> Data supplied:
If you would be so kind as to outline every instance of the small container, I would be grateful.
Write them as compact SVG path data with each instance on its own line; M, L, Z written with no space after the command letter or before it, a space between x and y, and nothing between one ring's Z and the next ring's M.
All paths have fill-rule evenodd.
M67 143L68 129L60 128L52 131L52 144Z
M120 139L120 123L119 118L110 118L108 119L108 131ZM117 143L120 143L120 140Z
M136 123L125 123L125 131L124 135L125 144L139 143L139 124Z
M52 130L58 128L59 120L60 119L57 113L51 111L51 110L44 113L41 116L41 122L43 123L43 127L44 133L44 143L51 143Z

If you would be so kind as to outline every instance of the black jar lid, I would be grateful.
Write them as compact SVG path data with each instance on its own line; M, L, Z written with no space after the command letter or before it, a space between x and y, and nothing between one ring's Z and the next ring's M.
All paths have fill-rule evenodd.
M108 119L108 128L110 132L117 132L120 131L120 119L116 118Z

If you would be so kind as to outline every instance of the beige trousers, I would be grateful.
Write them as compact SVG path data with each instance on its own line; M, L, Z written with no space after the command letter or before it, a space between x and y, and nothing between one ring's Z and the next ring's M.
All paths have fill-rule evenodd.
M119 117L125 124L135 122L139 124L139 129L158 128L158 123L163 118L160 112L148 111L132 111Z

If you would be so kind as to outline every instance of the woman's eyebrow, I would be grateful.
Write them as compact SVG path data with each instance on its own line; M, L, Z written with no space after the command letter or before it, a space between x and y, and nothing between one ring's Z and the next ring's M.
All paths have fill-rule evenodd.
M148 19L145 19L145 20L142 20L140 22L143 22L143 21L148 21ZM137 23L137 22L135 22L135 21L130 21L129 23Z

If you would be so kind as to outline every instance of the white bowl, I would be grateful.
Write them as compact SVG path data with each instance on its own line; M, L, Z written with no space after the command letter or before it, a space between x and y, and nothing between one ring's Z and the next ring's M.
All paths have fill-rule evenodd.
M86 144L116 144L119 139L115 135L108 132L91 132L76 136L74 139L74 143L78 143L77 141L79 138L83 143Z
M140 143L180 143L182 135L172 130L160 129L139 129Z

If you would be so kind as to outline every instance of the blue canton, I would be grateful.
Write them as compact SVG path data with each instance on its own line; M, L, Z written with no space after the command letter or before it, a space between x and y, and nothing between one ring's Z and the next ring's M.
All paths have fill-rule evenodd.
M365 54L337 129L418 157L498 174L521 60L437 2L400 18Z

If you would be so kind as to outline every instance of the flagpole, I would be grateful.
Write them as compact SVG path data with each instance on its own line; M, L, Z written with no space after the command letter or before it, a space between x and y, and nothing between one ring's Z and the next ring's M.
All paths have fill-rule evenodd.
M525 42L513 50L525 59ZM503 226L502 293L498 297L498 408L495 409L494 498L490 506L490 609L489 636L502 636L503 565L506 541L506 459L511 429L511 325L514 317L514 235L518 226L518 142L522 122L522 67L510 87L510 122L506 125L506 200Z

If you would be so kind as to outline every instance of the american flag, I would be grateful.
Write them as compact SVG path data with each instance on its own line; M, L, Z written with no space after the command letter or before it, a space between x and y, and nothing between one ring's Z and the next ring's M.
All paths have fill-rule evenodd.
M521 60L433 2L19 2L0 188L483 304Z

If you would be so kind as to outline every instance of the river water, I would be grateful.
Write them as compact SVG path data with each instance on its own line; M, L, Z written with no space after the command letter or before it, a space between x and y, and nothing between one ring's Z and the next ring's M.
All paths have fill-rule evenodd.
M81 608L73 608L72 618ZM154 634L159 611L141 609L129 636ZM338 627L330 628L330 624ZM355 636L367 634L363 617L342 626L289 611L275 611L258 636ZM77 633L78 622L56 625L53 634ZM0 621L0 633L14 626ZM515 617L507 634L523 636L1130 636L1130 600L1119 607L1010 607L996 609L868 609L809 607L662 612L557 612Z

> Exercise details: Put every line of the records above into a Markdown table with two columns, No. and Text, numbering the rows in order and leaving out blank lines.

> Right answer:
| No. | Text |
|---|---|
| 1 | If you would be so kind as to outline every instance of the small container, I would be grateful. |
| 2 | Write them as compact SVG path data with each instance on its own line; M, L, Z written with no space after the command letter or before it, a space between x and y, and nothing between one ring's Z and the next ring's M. |
| 3 | All paths have fill-rule evenodd. |
| 4 | M67 143L68 129L60 128L52 131L52 144Z |
| 5 | M120 139L120 123L119 118L110 118L108 119L108 131ZM117 143L120 143L120 140Z |
| 6 | M136 123L125 123L125 131L124 135L125 144L139 143L139 124Z |
| 7 | M52 130L58 128L59 120L60 119L57 113L51 111L51 110L44 113L41 116L41 122L43 123L43 127L44 133L44 143L51 143Z |
| 8 | If you would be so kind as to outline every instance of the black jar lid, I would be grateful. |
| 9 | Write them as compact SVG path data with each instance on its own line; M, L, Z written with no space after the command letter or before it, a space between x and y, and nothing between one ring's Z and the next ring's M. |
| 10 | All paths have fill-rule evenodd. |
| 11 | M108 119L108 128L110 132L117 132L120 131L120 119L116 118Z |
| 12 | If you would be so kind as to outline every instance of the beige trousers, I would be grateful. |
| 13 | Write them as compact SVG path data with each instance on its own line; M, L, Z written with no space after the command letter or before it, a space between x and y, and nothing between one ring's Z and the next ring's M. |
| 14 | All paths have fill-rule evenodd. |
| 15 | M119 117L125 124L135 122L139 124L139 129L158 128L158 123L163 118L160 112L148 111L132 111Z |
| 16 | If you would be so kind as to outline every instance of the woman's eyebrow, I would be grateful. |
| 17 | Write them as compact SVG path data with each instance on its own line; M, L, Z written with no space after the command letter or before it, a space between x and y, and nothing between one ring's Z and the next ring's M. |
| 18 | All paths have fill-rule evenodd. |
| 19 | M148 19L145 19L145 20L142 20L140 22L143 22L143 21L148 21ZM137 23L137 22L135 22L135 21L130 21L129 23Z |
| 20 | If you would be so kind as to outline every instance of the white bowl, I would be grateful. |
| 21 | Write them as compact SVG path data with each instance on its own line; M, L, Z written with no space after the command letter or before it, a space between x and y, and nothing between one ring's Z and the next ring's M. |
| 22 | All paths have fill-rule evenodd. |
| 23 | M86 144L116 144L119 139L115 135L108 132L91 132L76 136L74 139L74 143L78 143L77 141L79 138L83 143Z |
| 24 | M140 143L180 143L182 135L172 130L160 129L139 129Z |
| 25 | If you would be so kind as to outline every instance of the blue canton, I would be grateful. |
| 26 | Write them as compact SVG path data with each instance on its own line; M, L, Z written with no space after the command letter or before it, a space between x and y, and nothing between one ring's Z and the next ring's M. |
| 27 | All paths have fill-rule evenodd. |
| 28 | M365 54L337 129L418 157L498 174L521 60L437 2L400 18Z |
| 29 | If you would be so kind as to outline every instance of the flagpole, I would be grateful. |
| 30 | Write them as compact SVG path data with each instance on its own line; M, L, Z written with no space after the command letter or before it, a space between x and y, and nothing between one ring's Z and the next ring's M. |
| 31 | All paths have fill-rule evenodd. |
| 32 | M525 42L513 50L525 59ZM503 226L502 293L498 297L498 408L495 409L494 498L490 506L490 609L489 636L502 636L503 565L506 541L506 459L511 429L511 325L514 317L514 235L518 226L518 142L522 122L522 67L510 87L510 122L506 125L506 200Z |
| 33 | If you would be so kind as to outline every instance of the american flag, I would be grateful. |
| 34 | Write them as compact SVG path data with each instance on its own line; M, L, Z written with no space after the command letter or before it, a space between x and y, and nothing between one ring's Z and the next ring's M. |
| 35 | All paths have fill-rule evenodd. |
| 36 | M521 60L433 2L19 2L0 188L483 304Z |
| 37 | If you would be so kind as to outline every instance of the river water, I would be grateful. |
| 38 | Write them as compact SVG path data with each instance on its own line; M, L, Z written with no space after the command letter or before it, a space between x and y, and nothing between one ring's Z and the next ring's M. |
| 39 | All paths have fill-rule evenodd. |
| 40 | M81 608L73 608L72 618ZM154 634L159 611L141 609L129 636ZM338 627L330 628L330 624ZM355 636L367 634L363 617L342 626L289 611L275 611L258 636ZM77 633L78 622L56 625L53 634ZM0 621L0 633L14 626ZM515 617L507 634L523 636L1130 636L1130 600L1119 607L1010 607L996 609L868 609L809 607L662 612L557 612Z |